* _Complete the following_
- a) Decide whether each statement below agrees with the news passage about Admiral McRaven, answering yes or no and quoting the deciding words: (i) McRaven commanded the Joint Special Operations Command from 2011 to 2014; (ii) the Fox News interview with Chris Wallace aired on Monday; (iii) McRaven's open letter asked the administration to restore his security clearance.
- b) Repeat the portion of the news passage about Admiral McRaven starting at "Already under fire" and ending at "Laden in Pakistan.".

* _Page text_
It was a tough week for the commander in chief.
Already under fire being a no-show at a ceremony in France commemorating the end of World War I and at an event at Arlington National Cemetery honoring U.S. soldiers on Veterans Day, President Trump on Monday attempted to deflect criticism of his dismissive remarks about a respected retired naval commander — the man in charge of the daring raid that killed Sept. 11 mastermind Osama bin Laden in Pakistan.
In an interview with Chris Wallace that aired on Fox News on Sunday, the president appeared to mock retired Admiral William McRaven, a Navy Seal who commanded the Joint Special Operations Command from 2011 to 2014, for not taking out bin Laden sooner. “Wouldn’t it have been nice if we got Osama bin Laden a lot sooner than that, wouldn’t it have been nice?” Trump asked. He dismissed McRaven as “a Hillary Clinton backer and an Obama backer.”
As a protest against White House policies, McRaven — a frequent critic of Trump — earlier this year wrote an open letter asking the administration to revoke his security clearance. He called Trump’s attacks on the press “perhaps the greatest threat to democracy in my lifetime.”

* _Stored data_

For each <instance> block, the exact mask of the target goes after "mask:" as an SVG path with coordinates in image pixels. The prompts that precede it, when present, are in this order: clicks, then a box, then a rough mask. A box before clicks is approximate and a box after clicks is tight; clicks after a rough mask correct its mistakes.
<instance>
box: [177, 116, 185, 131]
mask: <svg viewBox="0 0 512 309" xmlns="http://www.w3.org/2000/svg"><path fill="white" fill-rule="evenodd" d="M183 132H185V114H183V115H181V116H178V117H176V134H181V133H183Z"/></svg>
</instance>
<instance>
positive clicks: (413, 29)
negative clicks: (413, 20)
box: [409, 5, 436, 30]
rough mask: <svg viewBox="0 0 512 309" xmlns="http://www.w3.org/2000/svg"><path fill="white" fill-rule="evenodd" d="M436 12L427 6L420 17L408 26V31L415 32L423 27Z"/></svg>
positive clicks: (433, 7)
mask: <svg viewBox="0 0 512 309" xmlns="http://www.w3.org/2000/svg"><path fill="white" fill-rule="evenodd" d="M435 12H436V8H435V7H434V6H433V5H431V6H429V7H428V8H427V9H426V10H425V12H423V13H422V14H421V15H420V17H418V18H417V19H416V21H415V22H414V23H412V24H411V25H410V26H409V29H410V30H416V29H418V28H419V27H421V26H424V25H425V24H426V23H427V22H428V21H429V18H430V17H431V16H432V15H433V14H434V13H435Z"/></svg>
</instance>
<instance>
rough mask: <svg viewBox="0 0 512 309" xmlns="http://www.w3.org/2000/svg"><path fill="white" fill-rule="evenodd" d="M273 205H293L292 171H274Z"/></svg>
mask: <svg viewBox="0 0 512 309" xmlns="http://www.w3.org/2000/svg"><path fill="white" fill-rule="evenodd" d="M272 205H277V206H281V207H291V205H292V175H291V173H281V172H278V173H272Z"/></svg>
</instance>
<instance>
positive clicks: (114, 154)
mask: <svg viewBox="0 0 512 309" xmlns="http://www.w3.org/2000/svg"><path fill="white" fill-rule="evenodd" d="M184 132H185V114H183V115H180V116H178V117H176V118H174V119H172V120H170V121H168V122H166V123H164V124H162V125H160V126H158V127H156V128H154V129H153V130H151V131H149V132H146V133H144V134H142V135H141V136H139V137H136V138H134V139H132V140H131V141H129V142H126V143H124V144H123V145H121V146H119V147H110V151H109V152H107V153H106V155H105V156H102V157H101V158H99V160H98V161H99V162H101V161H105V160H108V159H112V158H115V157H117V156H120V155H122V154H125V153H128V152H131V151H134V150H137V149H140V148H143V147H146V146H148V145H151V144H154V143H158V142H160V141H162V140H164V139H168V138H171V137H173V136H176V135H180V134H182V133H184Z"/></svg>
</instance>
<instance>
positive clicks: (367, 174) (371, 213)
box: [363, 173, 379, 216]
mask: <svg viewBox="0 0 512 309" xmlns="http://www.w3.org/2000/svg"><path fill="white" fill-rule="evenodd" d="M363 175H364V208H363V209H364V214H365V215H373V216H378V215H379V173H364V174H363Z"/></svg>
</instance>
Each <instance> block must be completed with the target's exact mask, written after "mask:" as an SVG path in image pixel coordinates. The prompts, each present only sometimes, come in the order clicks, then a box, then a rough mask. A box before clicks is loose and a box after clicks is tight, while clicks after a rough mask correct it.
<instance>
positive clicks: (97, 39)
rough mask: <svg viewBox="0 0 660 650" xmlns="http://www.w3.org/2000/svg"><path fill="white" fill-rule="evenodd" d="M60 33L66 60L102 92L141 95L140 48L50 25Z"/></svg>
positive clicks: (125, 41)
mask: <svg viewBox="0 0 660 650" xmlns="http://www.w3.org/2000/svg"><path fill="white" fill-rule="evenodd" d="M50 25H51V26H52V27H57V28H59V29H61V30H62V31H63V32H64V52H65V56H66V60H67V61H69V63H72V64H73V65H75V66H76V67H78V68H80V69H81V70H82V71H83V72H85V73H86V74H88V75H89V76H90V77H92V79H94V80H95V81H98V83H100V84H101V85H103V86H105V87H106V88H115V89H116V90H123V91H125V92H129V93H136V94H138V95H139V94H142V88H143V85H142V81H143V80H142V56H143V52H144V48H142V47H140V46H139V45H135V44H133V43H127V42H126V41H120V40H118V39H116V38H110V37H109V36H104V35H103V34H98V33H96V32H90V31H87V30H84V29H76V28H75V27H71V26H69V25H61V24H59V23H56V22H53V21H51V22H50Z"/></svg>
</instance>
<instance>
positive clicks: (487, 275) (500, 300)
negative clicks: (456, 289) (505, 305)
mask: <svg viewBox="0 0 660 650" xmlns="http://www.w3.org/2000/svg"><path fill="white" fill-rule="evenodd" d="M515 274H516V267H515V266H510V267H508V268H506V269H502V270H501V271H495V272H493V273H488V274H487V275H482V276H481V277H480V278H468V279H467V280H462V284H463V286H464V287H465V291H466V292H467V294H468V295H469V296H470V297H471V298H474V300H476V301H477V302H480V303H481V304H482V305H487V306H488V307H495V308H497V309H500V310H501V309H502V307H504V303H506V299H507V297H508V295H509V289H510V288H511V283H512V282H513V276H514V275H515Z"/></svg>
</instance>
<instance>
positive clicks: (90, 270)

* _List of solutions_
- a)
(i) Yes: "commanded the Joint Special Operations Command from 2011 to 2014"
(ii) No: "aired on Fox News on Sunday"
(iii) No: "asking the administration to revoke his security clearance"

- b)
Already under fire being a no-show at a ceremony in France commemorating the end of World War I and at an event at Arlington National Cemetery honoring U.S. soldiers on Veterans Day, President Trump on Monday attempted to deflect criticism of his dismissive remarks about a respected retired naval commander — the man in charge of the daring raid that killed Sept. 11 mastermind Osama bin Laden in Pakistan.